**Short problem**
Can you recast the stretch of the material below, from the line containing "For every instance of the beige" through the end, as a JSON list of strings with one string per line, skipping blank lines and leaving out the pictures?
-- start Data records --
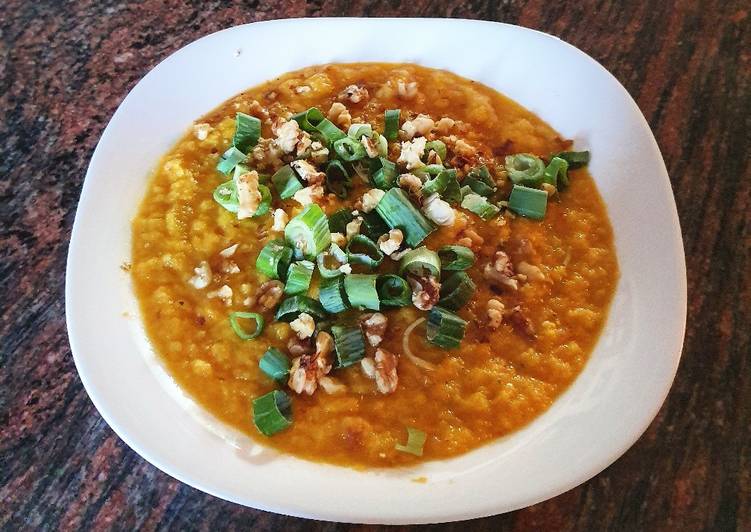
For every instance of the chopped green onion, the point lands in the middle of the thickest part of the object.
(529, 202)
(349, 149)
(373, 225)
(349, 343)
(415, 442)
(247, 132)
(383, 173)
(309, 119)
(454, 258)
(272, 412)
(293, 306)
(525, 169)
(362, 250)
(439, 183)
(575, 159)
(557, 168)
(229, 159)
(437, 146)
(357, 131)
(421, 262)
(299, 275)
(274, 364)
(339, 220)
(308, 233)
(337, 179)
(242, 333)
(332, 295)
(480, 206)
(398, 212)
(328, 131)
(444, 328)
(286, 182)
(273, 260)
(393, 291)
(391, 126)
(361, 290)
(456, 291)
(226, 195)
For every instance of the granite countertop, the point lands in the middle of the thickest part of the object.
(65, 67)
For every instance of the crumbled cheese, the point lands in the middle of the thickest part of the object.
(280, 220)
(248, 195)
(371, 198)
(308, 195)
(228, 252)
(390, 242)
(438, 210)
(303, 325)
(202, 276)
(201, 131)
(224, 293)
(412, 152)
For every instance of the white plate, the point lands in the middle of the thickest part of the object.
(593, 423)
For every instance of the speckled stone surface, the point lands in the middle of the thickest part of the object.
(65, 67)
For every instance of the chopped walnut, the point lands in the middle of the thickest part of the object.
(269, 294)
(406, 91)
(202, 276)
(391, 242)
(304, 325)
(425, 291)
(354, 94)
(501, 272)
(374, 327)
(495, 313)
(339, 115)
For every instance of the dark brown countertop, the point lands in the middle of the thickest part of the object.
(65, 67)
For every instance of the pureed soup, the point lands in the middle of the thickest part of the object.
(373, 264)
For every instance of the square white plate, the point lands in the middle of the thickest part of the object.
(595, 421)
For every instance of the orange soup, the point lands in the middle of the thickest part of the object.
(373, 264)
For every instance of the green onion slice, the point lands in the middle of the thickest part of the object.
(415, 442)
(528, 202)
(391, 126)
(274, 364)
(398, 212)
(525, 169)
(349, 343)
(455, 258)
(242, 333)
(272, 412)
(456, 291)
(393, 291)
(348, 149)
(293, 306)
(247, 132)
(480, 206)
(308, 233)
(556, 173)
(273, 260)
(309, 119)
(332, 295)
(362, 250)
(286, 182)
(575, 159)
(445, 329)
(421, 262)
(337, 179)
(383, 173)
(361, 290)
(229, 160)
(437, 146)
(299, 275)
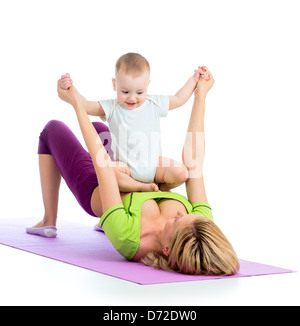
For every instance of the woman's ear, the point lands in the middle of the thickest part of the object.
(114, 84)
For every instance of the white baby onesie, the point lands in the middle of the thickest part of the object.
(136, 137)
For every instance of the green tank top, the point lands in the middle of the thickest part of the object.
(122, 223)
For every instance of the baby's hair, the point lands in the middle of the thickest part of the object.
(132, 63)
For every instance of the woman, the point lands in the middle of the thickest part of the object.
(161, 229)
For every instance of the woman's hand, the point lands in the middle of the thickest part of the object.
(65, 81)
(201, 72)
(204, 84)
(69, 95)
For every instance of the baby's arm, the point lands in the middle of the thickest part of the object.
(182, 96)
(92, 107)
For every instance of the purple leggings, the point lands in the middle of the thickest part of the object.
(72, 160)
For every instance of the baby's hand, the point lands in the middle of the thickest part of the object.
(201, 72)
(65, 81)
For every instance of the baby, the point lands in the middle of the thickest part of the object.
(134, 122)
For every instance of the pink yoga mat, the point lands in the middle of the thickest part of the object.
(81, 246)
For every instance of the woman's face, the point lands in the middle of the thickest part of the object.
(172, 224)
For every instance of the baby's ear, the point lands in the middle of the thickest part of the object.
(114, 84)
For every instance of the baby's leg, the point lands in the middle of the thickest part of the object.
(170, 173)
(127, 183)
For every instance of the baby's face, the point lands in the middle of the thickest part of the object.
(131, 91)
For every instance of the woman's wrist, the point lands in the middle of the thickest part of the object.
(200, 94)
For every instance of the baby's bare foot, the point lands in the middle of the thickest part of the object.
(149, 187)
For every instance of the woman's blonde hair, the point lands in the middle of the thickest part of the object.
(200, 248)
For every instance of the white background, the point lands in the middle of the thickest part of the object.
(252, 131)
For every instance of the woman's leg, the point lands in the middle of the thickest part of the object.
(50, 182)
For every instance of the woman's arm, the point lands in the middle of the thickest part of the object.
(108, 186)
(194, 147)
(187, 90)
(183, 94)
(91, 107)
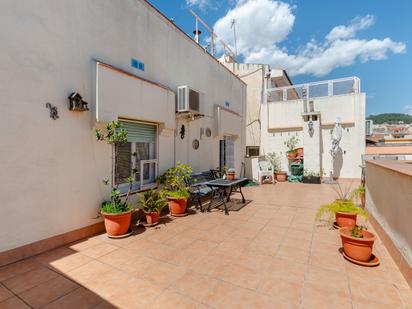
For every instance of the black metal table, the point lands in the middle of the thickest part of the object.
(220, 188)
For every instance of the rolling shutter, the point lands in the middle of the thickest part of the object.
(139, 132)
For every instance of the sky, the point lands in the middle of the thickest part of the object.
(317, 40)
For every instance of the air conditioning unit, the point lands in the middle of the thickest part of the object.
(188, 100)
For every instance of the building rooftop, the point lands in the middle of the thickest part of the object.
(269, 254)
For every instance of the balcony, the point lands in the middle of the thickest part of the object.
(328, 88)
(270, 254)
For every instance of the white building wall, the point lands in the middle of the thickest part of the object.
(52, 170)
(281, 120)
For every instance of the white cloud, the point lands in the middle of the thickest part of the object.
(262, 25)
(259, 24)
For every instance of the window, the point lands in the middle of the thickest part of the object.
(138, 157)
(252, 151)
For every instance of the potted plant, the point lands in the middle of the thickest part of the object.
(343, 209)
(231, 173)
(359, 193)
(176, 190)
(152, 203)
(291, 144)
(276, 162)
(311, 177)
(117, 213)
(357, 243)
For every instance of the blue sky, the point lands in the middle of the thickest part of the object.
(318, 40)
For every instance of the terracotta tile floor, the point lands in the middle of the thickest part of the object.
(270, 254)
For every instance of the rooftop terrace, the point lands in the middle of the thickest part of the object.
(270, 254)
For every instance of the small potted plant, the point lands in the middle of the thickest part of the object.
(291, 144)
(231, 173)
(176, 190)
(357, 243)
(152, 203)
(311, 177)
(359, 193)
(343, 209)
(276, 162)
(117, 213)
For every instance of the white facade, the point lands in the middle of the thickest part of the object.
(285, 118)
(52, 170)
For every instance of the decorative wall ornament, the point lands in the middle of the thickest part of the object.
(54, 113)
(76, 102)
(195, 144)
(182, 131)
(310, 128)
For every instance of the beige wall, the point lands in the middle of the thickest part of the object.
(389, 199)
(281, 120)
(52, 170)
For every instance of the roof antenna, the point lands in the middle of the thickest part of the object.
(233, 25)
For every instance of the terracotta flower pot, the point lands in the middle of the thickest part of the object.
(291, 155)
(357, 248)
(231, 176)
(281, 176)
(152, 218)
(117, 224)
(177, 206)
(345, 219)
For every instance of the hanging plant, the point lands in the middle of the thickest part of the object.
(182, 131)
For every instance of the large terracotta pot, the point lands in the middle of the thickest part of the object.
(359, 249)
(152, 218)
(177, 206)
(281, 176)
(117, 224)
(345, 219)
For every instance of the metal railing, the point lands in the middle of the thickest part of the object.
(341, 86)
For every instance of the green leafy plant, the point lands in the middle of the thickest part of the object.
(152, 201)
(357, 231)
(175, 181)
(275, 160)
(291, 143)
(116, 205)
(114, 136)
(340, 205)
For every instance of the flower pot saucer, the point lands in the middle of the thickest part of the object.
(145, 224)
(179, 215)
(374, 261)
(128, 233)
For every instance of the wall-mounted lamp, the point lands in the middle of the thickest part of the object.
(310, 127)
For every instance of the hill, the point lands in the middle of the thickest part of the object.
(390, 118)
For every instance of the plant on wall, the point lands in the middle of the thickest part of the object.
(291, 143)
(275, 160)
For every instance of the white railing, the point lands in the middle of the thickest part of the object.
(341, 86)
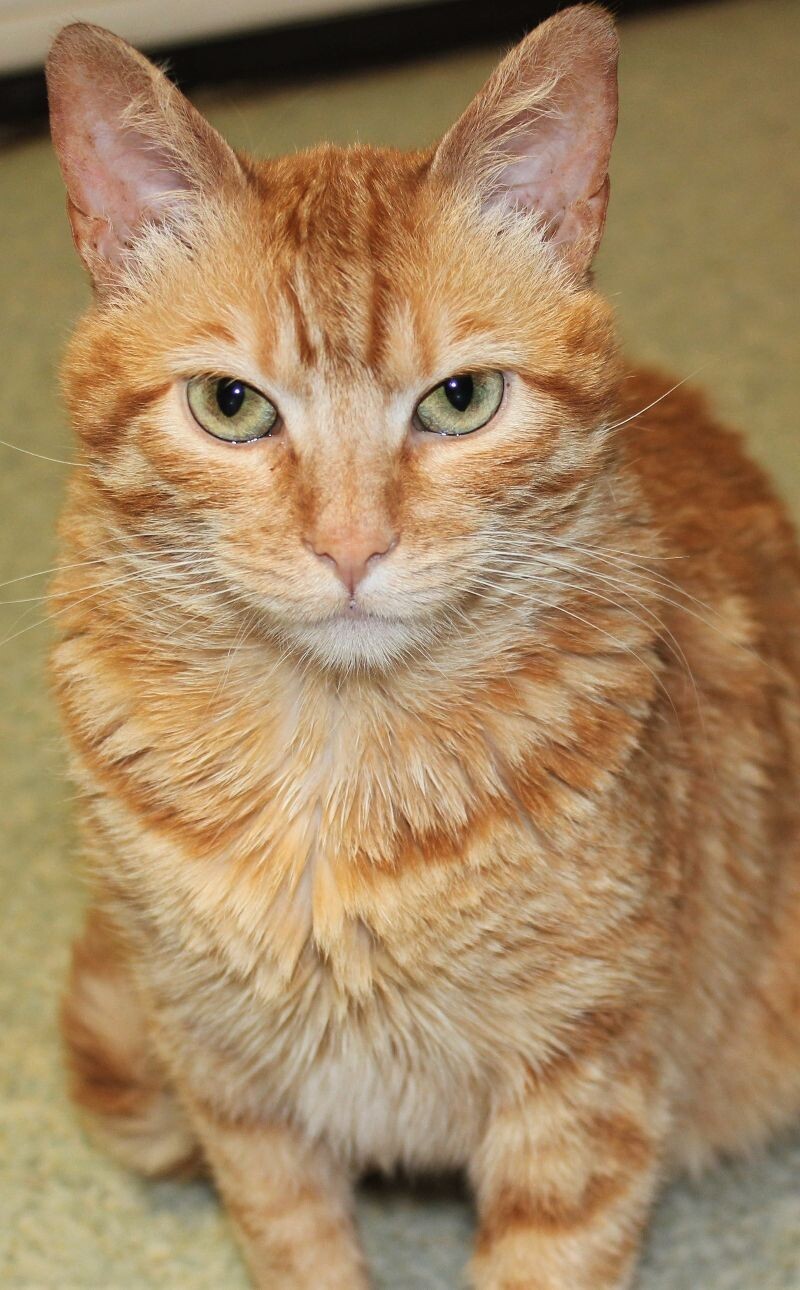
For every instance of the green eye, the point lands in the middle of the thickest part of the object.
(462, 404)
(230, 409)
-- end Data records --
**Task result**
[
  "For every instance of the beige wall, the point lands in the middle of the thickest part of the object.",
  "(389, 199)",
  "(281, 120)",
  "(52, 170)",
  "For every instance of the roof antenna, the point lands in the middle of the thickest part of the object.",
  "(233, 25)",
  "For every instance of the terracotta flower pot, the point lands in the middle of the thickest part of the object.",
  "(291, 155)",
  "(357, 248)",
  "(231, 176)",
  "(281, 176)",
  "(152, 218)",
  "(117, 224)",
  "(177, 206)",
  "(345, 219)",
  "For every instance of the hanging plant, the point lands in the middle of the thickest part of the object.",
  "(182, 131)",
  "For every instance of the large terracotta pot, the point lands in the middle of the thickest part of the object.",
  "(359, 249)",
  "(152, 218)",
  "(177, 206)",
  "(281, 176)",
  "(117, 224)",
  "(345, 219)",
  "For every instance of the metal railing, the point lands in the middle of the thickest part of the object.",
  "(341, 86)",
  "For every instance of the green leafy plant, the point lands in the middle of the thickest part of the object.",
  "(152, 201)",
  "(357, 231)",
  "(175, 181)",
  "(275, 160)",
  "(291, 143)",
  "(116, 205)",
  "(114, 136)",
  "(340, 205)",
  "For every instance of the flower pot saucer, the point lands in the middle of the thickest part of the object.",
  "(145, 224)",
  "(179, 215)",
  "(374, 261)",
  "(128, 233)",
  "For every instance of the wall-mounted lamp, the point lands in the middle of the thickest part of the object.",
  "(310, 127)",
  "For every instance of the hill, the point lands in the middle of the thickest part of the object.",
  "(390, 118)",
  "For every instance of the plant on wall, the point lands in the middle of the thickest part of the object.",
  "(291, 143)",
  "(275, 160)",
  "For every instance of the white railing, the point lands in the middle of the thickest part of the object.",
  "(341, 86)",
  "For every instance of the green eye, the point lands in the middle of the thickest part of the object.",
  "(462, 404)",
  "(230, 409)"
]